(Passage provided Opens)

Imagining that Henry Paulson would threaten Bank of America CEO Ken Lewis into completing the Merrill Lynch acquisition late last year never required a huge mental leap. “I intended to deliver a strong message,” Paulson anticlimactically acknowledged in congressional testimony.
This is the same treasury secretary, after all, who last October summoned the CEOs of the nation’s nine largest banks to Washington and told them that it wasn’t in their financial self interest to refuse government capital infusions. And if the executives happened to disagree with Uncle Sam’s assessment, regulators would force the money on them anyway. Consider it another “strong message” delivered. Yup, the former football lineman makes for an awfully persuasive tough guy.
The drilldown on BofA-Merrill, however, is a transitory issue. And Paulson surely realizes this. He started his testimony before the House Committee on Oversight and Government Reform with a broad defense of his role in the government’s handling of the 2008 financial crisis. Today was legacy enhancing time for Paulson. And the former Goldman Sachs CEO gave a convenient standard by which economic historians and second guessers everywhere could judge him: “Having had the benefit of some time to reflect, and to consider views expressed by others, I am confident that our responses were substantially correct and that they saved this nation from great peril.”
OK, then, were Paulson’s efforts to deal with the horrific collapse of the twin housing and credit market bubbles “substantially correct”? Refusing to support the suspension of mark-to-market accounting may have been Paulson’s biggest mistake. (Accounting forbearance is letting the banks hold on to the “toxic assets,” rake in the cashflows, and muddle their way back to health so as to avoid a market-eviscerating nationalization.)
But there were other mistakes as well, such as saving the unsecured creditors at Bear Stearns and helping set up false expectations of government salvation when Lehman started to implode. Or the repeated assurances that Fannie and Freddie were solvent.
Then there’s Lehman. Letting the investment bank go down often gets cited as Paulson’s biggest blunder. But Treasury officials seem to believe a) they had no authority to save it, and b) they had given management and the markets plenty of warning that no federal help was coming.
Anyway, “event” analysis of interest rate spreads (serving as risk indicators) by Stanford University economist John Taylor, provides strong evidence that Lehman’s failure was merely another milestone in an ongoing credit freeze. But Taylor does blame Paulson in the poor public communication efforts surrounding TARP that made the program seem like a rushed and panicky response to the crisis. The bad-mouthing of the economy that Paulson and Ben Bernanke undertook to get Congress to fund TARP also unnerved markets and American consumers.
Then with markets quickly deteriorating, Paulson decided to use TARP to inject capital into banks rather than buying bank assets. Taylor concludes: “At a minimum a great deal of uncertainty about what the government would do to aid financial institutions, and under what circumstances, was revealed and thereby added to business and investment decisions at that time.”
Of course, Paulson and Bernanke could have skipped TARP altogether, letting a combination of accounting changes, bank bond and money market guarantees, and Fed lending facilities do the heavy lifting. Former Treasury official Phillip Swagel, though, rejects that counterfactual approach in a recent paper: “With financial institutions beyond Lehman weakening as asset performance deteriorated, it seems likely that the lockup would have taken place, and perhaps sooner than later.”

(Passage provided Closes)

[Your tasks]
1 > Write out the part of the piece on Henry Paulson that opens with the words containing "But there were" and closes with "help was coming.".
2 > Name every person the piece on Henry Paulson identifies by both first and last name.
The lines that come next are separate material, apart from the piece on Henry Paulson.

(Records shown Opens)

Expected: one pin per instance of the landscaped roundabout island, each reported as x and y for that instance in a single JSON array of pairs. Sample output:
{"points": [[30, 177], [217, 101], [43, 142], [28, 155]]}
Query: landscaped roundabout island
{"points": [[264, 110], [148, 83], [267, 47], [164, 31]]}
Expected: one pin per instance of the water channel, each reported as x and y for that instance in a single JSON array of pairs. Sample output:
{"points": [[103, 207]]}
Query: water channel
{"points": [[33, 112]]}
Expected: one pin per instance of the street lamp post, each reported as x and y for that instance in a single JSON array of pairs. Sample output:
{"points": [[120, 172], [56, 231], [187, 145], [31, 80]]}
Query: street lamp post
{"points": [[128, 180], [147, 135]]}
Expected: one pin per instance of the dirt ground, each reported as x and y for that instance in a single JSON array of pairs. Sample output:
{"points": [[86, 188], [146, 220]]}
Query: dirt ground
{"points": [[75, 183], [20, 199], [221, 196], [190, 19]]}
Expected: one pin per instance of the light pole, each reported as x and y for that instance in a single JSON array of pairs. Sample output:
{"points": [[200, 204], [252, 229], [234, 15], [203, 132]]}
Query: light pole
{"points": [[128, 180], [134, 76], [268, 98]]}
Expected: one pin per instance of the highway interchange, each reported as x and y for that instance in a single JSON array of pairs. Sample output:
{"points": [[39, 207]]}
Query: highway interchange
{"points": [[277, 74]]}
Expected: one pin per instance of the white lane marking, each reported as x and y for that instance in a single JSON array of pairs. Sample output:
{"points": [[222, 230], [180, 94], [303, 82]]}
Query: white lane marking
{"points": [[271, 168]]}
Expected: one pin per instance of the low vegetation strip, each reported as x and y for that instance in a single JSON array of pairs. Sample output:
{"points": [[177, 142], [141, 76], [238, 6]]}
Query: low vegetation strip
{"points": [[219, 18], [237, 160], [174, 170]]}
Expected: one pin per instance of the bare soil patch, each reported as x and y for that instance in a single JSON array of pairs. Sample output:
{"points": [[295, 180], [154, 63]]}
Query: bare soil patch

(Records shown Closes)

[Results by task]
1 >
But there were other mistakes as well, such as saving the unsecured creditors at Bear Stearns and helping set up false expectations of government salvation when Lehman started to implode. Or the repeated assurances that Fannie and Freddie were solvent.
Then there’s Lehman. Letting the investment bank go down often gets cited as Paulson’s biggest blunder. But Treasury officials seem to believe a) they had no authority to save it, and b) they had given management and the markets plenty of warning that no federal help was coming.

2 > Henry Paulson, Ken Lewis, John Taylor, Ben Bernanke, Phillip Swagel